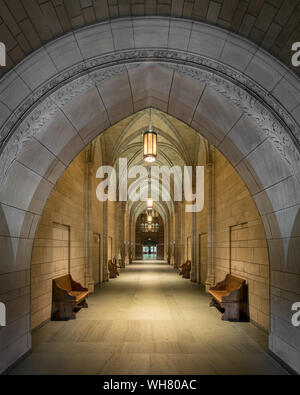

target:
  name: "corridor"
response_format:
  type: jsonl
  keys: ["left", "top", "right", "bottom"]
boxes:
{"left": 11, "top": 263, "right": 287, "bottom": 375}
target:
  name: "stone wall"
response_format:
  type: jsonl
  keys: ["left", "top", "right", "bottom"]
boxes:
{"left": 31, "top": 150, "right": 87, "bottom": 329}
{"left": 185, "top": 212, "right": 193, "bottom": 261}
{"left": 214, "top": 150, "right": 269, "bottom": 330}
{"left": 195, "top": 151, "right": 270, "bottom": 331}
{"left": 90, "top": 141, "right": 104, "bottom": 285}
{"left": 107, "top": 200, "right": 116, "bottom": 260}
{"left": 30, "top": 140, "right": 124, "bottom": 330}
{"left": 195, "top": 164, "right": 209, "bottom": 285}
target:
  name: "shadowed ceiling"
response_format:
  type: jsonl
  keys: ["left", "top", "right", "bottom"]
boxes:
{"left": 0, "top": 0, "right": 299, "bottom": 78}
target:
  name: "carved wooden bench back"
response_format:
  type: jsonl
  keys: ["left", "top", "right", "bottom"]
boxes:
{"left": 224, "top": 274, "right": 245, "bottom": 292}
{"left": 54, "top": 274, "right": 72, "bottom": 291}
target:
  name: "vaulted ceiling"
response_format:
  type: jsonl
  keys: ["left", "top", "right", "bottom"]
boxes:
{"left": 97, "top": 108, "right": 209, "bottom": 222}
{"left": 0, "top": 0, "right": 299, "bottom": 79}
*-*-*
The records are given above. Copy each line in them that holds "ceiling".

  name: "shadowed ceiling"
  name: "vaulted ceiling"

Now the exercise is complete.